## Spatial annotation records

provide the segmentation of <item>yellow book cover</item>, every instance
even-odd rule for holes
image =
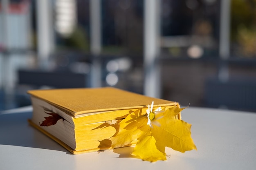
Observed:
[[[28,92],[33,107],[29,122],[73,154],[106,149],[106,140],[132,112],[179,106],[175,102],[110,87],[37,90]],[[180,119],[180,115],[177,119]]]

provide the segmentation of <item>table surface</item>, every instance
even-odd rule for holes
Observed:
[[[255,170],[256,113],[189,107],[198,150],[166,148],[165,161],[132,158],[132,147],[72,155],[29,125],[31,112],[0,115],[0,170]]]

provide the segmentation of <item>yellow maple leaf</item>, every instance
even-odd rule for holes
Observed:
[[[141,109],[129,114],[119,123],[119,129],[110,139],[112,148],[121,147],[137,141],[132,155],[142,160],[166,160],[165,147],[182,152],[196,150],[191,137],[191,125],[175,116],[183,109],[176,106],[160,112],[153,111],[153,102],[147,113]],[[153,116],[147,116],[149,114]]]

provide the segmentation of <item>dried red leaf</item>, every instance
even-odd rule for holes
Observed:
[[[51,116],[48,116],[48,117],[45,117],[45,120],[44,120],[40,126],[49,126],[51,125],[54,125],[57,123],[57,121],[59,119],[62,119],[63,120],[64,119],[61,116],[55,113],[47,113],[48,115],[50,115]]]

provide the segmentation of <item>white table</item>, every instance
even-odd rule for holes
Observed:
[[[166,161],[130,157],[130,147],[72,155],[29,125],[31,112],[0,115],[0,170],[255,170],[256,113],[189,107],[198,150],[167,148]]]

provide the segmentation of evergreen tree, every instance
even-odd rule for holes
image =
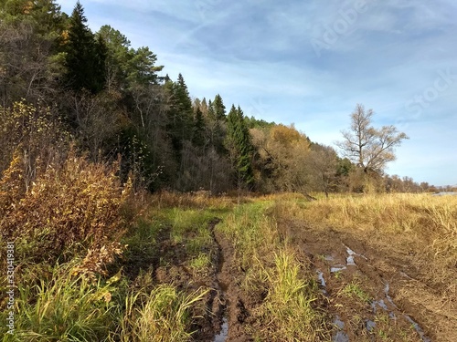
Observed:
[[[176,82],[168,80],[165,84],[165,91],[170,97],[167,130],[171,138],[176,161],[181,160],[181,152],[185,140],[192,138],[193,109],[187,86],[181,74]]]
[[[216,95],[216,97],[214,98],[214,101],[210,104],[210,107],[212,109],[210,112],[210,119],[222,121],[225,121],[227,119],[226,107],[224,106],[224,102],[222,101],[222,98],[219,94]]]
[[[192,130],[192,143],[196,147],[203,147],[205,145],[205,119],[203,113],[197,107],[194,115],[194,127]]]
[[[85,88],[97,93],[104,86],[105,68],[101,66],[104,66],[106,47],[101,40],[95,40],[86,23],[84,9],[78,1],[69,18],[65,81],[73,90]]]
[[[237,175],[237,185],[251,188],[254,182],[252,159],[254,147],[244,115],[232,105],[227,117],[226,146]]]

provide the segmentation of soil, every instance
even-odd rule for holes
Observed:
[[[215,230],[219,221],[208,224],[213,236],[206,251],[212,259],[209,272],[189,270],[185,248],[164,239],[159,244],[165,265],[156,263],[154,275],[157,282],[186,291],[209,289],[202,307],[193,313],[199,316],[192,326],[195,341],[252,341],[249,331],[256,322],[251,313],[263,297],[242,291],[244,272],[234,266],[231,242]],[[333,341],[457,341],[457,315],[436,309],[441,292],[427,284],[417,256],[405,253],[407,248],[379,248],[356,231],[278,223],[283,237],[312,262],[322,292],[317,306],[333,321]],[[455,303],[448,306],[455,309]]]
--
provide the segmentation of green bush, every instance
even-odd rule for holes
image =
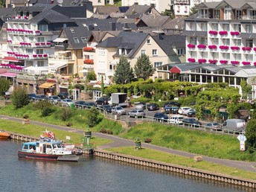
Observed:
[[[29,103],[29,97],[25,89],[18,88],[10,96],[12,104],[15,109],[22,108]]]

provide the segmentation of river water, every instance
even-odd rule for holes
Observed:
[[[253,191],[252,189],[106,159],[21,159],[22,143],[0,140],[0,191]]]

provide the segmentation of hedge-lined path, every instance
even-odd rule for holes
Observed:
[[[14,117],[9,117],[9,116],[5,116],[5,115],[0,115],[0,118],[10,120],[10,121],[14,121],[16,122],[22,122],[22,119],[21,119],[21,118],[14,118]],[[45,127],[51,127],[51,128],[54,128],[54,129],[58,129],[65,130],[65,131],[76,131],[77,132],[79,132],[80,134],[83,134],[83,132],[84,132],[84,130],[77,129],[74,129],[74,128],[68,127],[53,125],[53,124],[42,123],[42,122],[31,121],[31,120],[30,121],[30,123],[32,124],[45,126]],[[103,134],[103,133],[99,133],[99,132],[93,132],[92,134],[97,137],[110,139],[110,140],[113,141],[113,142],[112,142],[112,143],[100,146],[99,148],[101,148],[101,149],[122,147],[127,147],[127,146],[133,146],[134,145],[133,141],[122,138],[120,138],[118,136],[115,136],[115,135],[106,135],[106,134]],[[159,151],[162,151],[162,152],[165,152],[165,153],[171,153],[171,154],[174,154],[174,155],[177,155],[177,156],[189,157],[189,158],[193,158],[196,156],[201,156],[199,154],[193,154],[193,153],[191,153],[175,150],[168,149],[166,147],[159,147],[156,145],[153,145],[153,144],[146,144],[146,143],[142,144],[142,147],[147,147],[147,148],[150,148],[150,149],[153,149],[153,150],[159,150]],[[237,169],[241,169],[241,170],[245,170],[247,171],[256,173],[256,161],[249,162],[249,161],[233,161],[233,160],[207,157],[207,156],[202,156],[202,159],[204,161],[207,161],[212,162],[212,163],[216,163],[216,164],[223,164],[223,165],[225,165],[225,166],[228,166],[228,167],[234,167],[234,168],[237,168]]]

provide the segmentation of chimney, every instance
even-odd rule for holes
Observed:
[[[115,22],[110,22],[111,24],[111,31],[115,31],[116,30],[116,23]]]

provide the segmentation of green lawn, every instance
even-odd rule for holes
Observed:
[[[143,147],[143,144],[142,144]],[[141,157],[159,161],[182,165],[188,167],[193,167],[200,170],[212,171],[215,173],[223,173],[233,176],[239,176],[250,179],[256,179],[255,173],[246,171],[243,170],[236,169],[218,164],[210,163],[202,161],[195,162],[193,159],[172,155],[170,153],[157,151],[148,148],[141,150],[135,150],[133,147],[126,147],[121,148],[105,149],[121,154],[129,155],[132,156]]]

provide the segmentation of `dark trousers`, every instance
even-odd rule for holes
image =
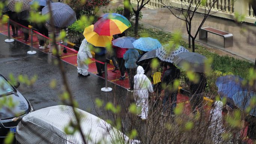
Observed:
==
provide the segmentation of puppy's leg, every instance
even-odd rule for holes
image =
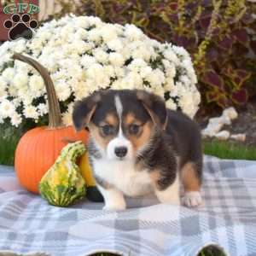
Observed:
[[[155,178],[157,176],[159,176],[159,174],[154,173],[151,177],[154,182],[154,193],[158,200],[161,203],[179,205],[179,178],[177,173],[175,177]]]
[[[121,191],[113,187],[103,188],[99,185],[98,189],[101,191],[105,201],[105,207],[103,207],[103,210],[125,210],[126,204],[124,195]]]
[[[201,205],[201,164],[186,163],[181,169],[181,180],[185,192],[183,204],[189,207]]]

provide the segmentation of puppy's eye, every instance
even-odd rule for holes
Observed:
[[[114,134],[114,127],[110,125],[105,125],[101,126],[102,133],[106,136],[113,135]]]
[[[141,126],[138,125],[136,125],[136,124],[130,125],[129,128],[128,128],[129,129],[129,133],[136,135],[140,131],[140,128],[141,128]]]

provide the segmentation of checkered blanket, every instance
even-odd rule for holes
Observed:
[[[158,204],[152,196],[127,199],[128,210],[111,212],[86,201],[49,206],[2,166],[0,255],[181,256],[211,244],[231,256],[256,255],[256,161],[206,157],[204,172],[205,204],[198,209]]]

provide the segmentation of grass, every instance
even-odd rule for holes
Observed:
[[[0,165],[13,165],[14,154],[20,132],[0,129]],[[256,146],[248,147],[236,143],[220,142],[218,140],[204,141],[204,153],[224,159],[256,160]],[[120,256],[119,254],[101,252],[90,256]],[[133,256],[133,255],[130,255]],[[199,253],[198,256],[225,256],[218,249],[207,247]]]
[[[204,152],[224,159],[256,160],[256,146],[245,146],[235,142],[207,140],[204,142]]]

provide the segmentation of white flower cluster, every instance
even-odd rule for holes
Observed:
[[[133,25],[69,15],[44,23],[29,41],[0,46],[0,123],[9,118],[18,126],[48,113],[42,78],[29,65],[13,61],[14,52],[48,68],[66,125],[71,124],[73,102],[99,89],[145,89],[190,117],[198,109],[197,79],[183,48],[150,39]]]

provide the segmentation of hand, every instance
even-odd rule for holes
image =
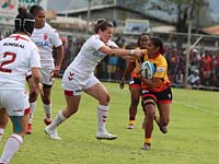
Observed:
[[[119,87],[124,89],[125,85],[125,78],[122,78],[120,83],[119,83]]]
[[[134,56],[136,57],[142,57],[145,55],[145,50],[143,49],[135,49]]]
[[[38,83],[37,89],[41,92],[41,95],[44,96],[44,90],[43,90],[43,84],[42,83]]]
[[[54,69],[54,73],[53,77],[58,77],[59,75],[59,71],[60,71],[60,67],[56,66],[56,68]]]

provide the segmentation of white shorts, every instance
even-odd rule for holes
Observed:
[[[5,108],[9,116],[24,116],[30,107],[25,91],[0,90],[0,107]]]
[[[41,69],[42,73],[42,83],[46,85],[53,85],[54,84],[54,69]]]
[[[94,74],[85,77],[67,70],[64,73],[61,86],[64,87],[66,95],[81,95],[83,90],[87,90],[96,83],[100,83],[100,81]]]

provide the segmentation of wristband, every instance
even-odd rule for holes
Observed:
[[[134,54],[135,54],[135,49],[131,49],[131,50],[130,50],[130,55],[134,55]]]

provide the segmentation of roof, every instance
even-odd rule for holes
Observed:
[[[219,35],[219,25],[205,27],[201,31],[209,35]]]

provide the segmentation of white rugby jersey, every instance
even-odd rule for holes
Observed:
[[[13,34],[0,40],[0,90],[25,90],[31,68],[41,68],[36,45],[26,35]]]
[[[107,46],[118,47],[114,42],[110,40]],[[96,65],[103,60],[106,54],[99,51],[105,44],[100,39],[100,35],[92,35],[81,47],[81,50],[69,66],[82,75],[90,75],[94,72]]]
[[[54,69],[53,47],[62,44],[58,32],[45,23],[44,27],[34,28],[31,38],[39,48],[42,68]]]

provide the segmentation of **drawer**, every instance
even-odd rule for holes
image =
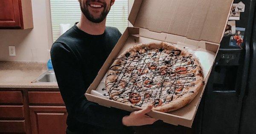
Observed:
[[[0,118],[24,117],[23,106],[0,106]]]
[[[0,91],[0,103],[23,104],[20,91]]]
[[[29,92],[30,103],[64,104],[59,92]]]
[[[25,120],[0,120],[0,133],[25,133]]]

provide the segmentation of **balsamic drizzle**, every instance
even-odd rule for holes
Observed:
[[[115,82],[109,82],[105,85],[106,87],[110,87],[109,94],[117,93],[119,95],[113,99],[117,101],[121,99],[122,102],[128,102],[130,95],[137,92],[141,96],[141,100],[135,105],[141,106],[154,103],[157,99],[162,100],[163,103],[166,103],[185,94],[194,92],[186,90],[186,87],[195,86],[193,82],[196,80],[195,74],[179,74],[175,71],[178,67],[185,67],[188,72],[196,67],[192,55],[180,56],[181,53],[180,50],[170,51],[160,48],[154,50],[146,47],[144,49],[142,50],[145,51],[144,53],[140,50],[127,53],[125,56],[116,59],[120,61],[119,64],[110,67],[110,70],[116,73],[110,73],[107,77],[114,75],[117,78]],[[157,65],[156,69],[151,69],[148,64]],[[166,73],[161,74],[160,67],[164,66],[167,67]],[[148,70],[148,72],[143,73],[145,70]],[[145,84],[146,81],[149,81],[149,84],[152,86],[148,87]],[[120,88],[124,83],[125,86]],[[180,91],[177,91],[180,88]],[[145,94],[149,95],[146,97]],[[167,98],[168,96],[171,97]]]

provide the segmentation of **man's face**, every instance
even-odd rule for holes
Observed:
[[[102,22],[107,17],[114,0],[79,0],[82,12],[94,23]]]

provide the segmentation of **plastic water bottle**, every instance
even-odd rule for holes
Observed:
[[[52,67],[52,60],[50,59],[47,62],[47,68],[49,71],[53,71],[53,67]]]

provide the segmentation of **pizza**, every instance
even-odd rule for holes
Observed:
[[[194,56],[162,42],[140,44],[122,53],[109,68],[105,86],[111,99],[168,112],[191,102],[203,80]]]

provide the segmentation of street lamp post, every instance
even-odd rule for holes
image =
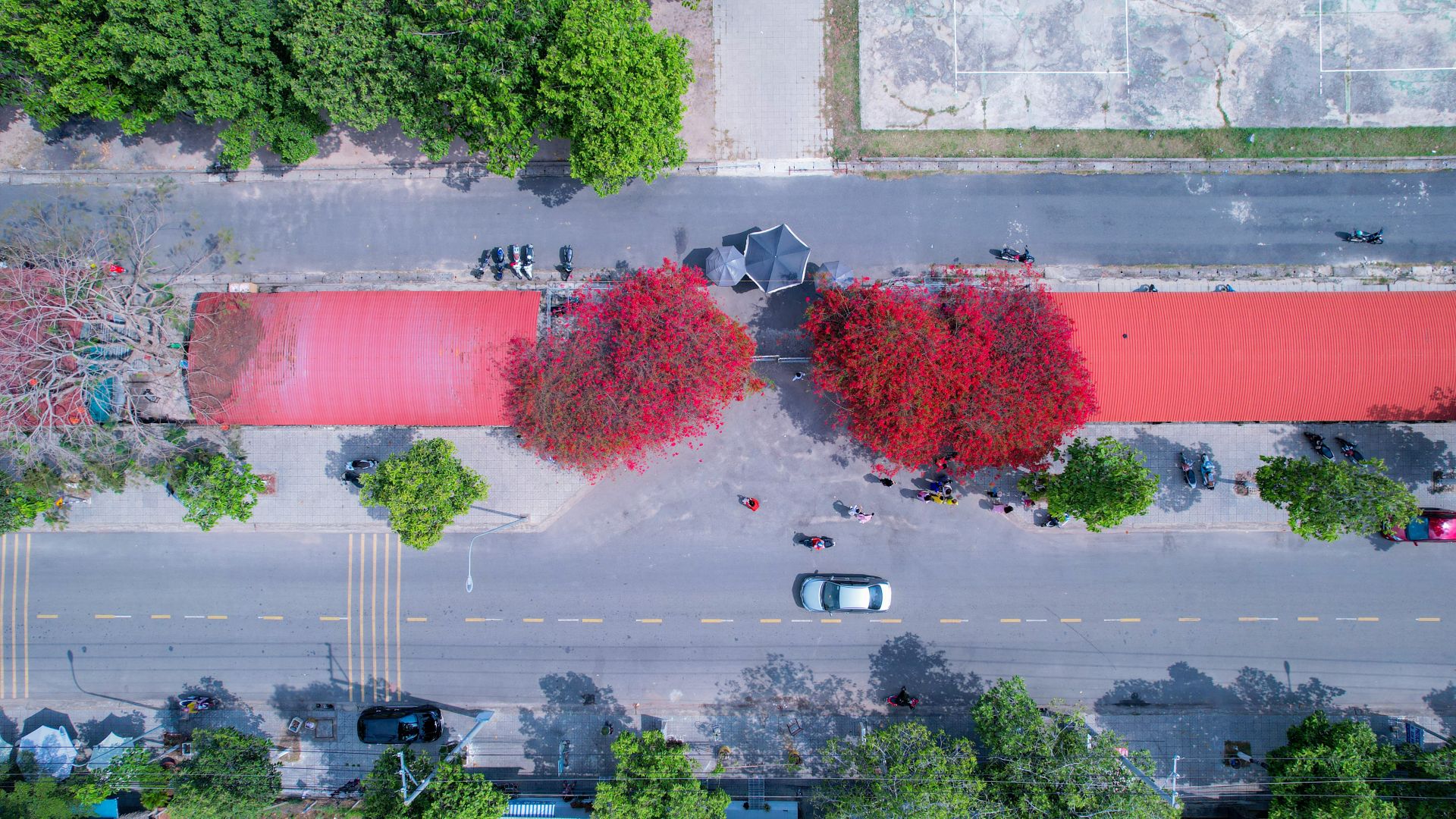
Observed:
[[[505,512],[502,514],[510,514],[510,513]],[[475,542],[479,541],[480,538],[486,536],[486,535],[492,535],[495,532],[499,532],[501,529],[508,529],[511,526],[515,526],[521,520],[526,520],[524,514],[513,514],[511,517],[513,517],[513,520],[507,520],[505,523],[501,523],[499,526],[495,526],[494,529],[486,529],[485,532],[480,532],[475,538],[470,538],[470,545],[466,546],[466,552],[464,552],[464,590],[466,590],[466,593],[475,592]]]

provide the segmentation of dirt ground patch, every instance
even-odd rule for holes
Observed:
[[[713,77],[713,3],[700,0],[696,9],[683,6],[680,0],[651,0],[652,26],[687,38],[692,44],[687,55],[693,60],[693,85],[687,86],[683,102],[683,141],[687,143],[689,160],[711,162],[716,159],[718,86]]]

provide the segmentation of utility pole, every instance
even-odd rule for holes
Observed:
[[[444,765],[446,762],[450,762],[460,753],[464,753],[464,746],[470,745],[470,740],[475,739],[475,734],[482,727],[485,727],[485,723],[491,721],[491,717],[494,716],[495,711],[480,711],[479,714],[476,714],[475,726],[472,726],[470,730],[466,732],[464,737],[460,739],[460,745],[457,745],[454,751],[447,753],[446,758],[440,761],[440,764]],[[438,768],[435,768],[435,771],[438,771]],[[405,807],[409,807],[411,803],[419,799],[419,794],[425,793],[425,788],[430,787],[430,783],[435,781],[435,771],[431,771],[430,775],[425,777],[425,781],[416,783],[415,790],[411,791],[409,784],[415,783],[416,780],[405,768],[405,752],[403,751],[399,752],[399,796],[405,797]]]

## Exercise aim
Copy the items above without changes, from the line containing "provide the segmentation of roof, every" to the line containing "[[[25,120],[0,120],[0,133],[25,133]]]", including both. Omit the pictures.

## Exercise answer
provide the segmentation of roof, every instance
even-odd rule for holes
Observed:
[[[219,35],[219,25],[205,27],[201,31],[209,35]]]

provide the segmentation of white rugby jersey, every instance
even-odd rule for holes
Observed:
[[[13,34],[0,40],[0,90],[25,90],[31,68],[41,68],[36,45],[26,35]]]
[[[107,46],[118,47],[114,42],[110,40]],[[96,65],[103,60],[106,54],[99,51],[105,44],[100,39],[100,35],[92,35],[81,47],[81,50],[69,66],[82,75],[90,75],[94,72]]]
[[[54,69],[53,47],[62,44],[58,32],[45,23],[44,27],[34,28],[31,38],[39,48],[42,68]]]

provide the segmentation of **drawer**, every instance
even-odd rule for holes
image =
Observed:
[[[0,118],[24,117],[23,106],[0,106]]]
[[[0,91],[0,103],[23,104],[20,91]]]
[[[29,92],[30,103],[64,104],[59,92]]]
[[[25,120],[0,120],[0,133],[25,133]]]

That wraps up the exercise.